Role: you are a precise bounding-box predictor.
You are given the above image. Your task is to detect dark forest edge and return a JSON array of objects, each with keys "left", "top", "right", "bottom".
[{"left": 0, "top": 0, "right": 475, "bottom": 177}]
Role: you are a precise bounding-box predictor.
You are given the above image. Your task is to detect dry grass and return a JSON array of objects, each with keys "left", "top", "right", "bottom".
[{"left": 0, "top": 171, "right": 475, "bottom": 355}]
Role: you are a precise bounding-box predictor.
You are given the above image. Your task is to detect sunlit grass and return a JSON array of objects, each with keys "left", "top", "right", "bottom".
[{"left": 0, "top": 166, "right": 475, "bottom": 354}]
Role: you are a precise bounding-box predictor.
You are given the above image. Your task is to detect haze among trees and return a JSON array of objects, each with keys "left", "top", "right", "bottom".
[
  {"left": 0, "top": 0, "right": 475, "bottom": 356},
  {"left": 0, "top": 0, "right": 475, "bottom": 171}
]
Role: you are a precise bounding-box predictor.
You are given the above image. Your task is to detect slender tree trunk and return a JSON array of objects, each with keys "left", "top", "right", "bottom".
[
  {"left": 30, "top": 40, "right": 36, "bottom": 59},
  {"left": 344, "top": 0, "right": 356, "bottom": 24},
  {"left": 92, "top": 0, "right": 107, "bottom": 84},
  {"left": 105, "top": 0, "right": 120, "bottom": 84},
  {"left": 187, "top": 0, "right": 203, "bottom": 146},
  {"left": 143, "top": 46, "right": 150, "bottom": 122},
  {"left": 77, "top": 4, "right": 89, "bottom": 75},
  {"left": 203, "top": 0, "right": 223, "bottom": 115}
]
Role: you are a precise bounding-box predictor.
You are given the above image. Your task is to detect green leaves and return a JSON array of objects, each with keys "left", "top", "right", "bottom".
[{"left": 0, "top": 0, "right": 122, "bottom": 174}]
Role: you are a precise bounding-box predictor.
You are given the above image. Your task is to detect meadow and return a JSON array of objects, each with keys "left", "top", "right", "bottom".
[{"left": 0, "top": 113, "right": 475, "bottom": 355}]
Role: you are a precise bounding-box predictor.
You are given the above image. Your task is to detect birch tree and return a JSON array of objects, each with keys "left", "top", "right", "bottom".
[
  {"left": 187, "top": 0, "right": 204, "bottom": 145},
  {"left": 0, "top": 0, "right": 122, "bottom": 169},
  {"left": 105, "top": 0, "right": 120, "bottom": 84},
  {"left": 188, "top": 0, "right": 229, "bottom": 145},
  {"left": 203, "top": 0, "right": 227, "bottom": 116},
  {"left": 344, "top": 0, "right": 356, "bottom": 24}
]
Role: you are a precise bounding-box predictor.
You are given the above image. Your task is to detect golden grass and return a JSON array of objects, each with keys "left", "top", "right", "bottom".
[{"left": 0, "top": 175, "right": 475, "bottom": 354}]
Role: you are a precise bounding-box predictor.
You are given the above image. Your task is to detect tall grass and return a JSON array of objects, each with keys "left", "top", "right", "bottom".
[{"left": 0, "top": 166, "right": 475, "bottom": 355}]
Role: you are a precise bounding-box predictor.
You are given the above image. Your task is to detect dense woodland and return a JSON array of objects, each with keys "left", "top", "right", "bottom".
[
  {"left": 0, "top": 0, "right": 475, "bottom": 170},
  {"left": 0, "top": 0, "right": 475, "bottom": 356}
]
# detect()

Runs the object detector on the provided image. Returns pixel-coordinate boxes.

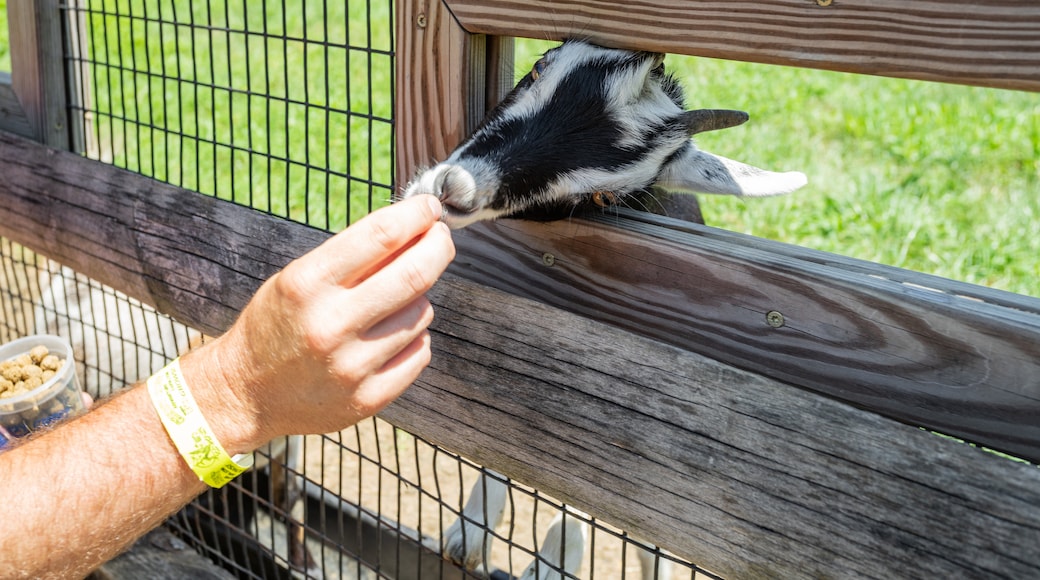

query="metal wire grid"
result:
[62,0,394,231]
[0,238,717,580]
[166,419,718,580]
[0,0,728,579]
[0,238,200,398]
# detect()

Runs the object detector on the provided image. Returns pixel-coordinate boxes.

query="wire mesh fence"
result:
[0,0,728,579]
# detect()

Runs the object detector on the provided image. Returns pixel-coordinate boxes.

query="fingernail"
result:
[426,195,443,219]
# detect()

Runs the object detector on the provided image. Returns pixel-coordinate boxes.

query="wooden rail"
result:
[445,0,1040,90]
[6,0,1040,579]
[397,1,1040,460]
[0,129,1040,579]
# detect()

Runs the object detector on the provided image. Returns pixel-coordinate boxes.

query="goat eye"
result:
[530,58,545,80]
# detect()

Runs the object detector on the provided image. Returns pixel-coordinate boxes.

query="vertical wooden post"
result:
[394,0,513,193]
[394,0,472,188]
[7,0,70,149]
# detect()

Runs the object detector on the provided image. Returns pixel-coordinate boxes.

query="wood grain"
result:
[0,72,32,137]
[445,0,1040,90]
[0,134,1040,578]
[384,276,1040,579]
[394,0,474,185]
[453,216,1040,460]
[7,0,70,149]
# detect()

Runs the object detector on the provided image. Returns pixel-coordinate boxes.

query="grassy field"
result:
[517,42,1040,296]
[0,0,1040,296]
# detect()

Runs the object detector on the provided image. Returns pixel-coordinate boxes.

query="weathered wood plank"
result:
[7,0,70,149]
[445,0,1040,90]
[0,72,32,137]
[0,128,328,334]
[384,276,1040,579]
[6,127,1040,460]
[0,135,1040,578]
[456,217,1040,460]
[394,0,476,189]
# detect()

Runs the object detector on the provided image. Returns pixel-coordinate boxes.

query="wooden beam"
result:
[454,212,1040,460]
[0,135,1040,578]
[7,0,70,149]
[0,72,33,138]
[445,0,1040,90]
[394,0,476,191]
[6,127,1040,460]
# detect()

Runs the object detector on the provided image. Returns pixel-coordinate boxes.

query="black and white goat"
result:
[404,41,806,228]
[404,41,806,579]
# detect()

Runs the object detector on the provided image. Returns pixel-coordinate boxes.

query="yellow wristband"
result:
[148,360,253,487]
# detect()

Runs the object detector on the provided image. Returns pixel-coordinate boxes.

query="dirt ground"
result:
[293,419,705,580]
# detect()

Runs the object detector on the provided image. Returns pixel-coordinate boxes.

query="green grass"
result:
[517,42,1040,296]
[86,0,393,230]
[0,9,1040,296]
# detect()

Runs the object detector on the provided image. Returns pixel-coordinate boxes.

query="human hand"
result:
[181,195,454,453]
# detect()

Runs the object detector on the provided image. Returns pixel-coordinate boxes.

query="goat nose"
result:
[434,165,472,202]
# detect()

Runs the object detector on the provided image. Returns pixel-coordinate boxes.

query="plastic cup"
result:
[0,335,85,450]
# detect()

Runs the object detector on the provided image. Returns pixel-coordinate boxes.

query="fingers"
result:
[354,218,456,321]
[355,332,432,417]
[308,195,441,287]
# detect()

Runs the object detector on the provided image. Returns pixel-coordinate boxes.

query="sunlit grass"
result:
[517,41,1040,296]
[86,0,393,230]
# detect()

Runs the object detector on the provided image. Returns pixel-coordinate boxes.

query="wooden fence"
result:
[0,0,1040,579]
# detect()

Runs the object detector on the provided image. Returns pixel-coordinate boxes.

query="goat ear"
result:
[654,142,807,197]
[679,109,748,137]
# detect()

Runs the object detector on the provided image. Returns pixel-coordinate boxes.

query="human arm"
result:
[0,196,454,577]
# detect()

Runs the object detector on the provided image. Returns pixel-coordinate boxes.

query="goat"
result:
[402,41,806,229]
[402,41,806,579]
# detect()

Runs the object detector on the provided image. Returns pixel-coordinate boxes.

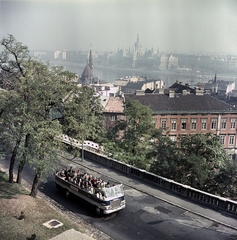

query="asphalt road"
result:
[0,155,237,240]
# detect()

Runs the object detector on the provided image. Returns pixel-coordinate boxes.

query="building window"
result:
[171,119,177,130]
[230,118,236,129]
[152,118,157,128]
[181,118,187,130]
[220,135,225,145]
[211,118,217,129]
[221,118,227,129]
[160,118,167,129]
[229,135,235,145]
[191,118,197,130]
[170,135,176,141]
[110,115,117,121]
○ ○ ○ ○ ○ ○ ○
§ **BRIEF**
Display, unchanged, each line of the data above that contains the string "sunlit".

§ **TASK RESULT**
You are given the above image. Your task is to detect sunlit grass and return a JSON array of objects, each with keys "left", "top", "right", "bottom".
query="sunlit grass"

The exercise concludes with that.